** Opening Data for this exercise block **
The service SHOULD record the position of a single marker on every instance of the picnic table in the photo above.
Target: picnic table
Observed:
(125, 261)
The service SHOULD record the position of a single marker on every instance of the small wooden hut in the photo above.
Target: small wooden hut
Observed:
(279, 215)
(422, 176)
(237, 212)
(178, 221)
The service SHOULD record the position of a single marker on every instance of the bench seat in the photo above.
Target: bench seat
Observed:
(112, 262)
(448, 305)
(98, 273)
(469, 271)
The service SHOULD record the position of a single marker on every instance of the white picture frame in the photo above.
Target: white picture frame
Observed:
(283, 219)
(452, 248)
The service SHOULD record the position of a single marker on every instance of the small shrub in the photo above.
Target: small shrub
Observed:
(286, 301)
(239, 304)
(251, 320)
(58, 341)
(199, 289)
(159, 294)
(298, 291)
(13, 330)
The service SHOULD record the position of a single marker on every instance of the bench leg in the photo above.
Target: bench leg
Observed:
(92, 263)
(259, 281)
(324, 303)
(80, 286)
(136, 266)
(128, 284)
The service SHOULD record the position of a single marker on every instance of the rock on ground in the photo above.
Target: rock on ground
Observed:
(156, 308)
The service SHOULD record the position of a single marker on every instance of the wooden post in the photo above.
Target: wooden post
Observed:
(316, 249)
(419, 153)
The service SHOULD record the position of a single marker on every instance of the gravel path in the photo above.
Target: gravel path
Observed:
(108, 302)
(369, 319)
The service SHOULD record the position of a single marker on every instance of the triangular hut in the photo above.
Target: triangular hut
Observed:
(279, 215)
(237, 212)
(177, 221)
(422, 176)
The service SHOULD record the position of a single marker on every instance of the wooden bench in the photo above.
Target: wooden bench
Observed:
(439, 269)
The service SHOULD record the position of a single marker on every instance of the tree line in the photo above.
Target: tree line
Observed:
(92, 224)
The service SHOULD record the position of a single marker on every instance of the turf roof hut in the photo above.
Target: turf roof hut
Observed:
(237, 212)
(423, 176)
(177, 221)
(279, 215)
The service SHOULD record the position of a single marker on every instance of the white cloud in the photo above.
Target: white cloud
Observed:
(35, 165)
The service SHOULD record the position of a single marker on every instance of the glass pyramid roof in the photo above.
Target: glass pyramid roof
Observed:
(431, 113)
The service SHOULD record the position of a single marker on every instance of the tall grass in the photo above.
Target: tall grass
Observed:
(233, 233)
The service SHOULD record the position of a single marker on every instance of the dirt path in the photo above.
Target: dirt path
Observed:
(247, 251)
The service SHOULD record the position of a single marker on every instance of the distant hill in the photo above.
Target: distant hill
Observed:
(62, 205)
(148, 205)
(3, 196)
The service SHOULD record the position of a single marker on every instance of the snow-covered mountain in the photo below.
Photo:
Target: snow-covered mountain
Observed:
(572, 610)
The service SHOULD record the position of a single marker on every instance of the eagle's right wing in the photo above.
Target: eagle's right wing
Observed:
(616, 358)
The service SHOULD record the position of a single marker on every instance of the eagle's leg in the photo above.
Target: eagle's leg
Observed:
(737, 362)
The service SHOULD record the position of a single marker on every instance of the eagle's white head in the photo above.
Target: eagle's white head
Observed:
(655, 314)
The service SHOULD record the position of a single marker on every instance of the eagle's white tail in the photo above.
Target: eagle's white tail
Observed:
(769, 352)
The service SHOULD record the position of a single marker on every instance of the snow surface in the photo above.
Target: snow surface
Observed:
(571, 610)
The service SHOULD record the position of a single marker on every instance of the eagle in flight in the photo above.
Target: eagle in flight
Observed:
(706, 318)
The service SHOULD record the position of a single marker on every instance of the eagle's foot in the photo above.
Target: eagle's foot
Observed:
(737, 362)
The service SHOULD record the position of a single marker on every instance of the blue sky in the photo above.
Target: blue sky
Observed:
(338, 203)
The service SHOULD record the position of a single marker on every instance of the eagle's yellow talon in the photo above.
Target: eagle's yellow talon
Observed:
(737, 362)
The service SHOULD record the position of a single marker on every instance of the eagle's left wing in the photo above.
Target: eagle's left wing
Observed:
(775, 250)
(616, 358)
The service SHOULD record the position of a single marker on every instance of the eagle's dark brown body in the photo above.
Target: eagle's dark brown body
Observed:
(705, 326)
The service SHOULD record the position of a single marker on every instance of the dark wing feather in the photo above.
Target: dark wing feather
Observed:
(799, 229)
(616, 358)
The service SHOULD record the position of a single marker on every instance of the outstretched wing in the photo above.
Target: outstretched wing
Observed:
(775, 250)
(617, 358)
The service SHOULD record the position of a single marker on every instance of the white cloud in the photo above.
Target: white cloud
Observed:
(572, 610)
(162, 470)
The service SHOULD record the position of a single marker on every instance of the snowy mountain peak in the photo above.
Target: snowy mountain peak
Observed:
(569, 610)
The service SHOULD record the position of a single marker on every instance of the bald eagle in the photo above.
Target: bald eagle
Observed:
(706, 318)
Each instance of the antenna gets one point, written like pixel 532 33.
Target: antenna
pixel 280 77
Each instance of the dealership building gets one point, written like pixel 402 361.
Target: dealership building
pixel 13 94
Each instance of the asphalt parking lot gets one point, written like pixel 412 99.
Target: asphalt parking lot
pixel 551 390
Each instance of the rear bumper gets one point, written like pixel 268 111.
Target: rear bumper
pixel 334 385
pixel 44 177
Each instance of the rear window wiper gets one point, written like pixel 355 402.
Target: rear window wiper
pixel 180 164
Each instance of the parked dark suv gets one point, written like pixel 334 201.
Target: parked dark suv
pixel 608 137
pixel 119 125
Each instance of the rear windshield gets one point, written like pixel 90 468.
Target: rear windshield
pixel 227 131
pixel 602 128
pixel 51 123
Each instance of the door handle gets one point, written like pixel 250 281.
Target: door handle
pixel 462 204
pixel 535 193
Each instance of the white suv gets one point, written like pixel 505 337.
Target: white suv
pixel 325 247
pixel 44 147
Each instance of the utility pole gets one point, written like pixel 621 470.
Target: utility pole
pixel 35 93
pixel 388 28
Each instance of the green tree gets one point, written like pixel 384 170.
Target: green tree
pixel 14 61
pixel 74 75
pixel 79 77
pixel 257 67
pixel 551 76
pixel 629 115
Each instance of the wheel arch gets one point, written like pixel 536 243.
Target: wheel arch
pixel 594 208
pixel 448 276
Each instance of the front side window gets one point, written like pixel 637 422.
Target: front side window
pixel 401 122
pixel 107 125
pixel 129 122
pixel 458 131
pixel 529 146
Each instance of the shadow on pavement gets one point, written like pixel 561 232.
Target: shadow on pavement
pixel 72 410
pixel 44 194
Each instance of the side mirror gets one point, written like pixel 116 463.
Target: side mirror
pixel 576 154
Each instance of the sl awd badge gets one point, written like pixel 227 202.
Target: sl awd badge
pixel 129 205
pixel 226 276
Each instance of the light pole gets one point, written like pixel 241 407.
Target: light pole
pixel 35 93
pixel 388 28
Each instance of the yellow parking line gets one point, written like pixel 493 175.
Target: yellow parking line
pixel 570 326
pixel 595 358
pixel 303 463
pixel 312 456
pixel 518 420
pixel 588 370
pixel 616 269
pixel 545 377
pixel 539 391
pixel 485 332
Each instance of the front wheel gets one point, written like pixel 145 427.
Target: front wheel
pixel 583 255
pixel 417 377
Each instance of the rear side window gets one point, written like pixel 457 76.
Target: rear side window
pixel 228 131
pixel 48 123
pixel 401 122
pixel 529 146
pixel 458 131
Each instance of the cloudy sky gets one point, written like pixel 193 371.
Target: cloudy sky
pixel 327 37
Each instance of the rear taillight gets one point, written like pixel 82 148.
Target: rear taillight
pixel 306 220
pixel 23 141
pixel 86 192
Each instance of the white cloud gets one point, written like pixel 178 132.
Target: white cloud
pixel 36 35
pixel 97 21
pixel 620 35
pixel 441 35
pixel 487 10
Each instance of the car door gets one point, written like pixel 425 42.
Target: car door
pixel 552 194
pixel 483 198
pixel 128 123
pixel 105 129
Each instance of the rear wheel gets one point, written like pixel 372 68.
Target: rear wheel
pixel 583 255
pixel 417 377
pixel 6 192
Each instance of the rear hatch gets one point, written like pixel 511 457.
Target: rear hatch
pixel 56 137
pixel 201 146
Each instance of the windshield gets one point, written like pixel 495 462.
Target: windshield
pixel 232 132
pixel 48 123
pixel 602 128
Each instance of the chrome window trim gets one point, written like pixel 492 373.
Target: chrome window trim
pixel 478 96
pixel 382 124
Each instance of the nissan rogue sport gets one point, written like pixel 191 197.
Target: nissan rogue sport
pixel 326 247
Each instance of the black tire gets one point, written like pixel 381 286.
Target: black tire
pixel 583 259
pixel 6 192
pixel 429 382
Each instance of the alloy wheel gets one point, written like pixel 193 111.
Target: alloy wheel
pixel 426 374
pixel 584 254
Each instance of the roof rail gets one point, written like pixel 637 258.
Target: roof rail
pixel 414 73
** Closing Data for this exercise block **
* [Task to carry out]
The answer is every line in the data where the word "tall" appears.

* [Expected answer]
The service SHOULD record the position of a single marker on every instance of the tall grass in the photo above.
Target: tall grass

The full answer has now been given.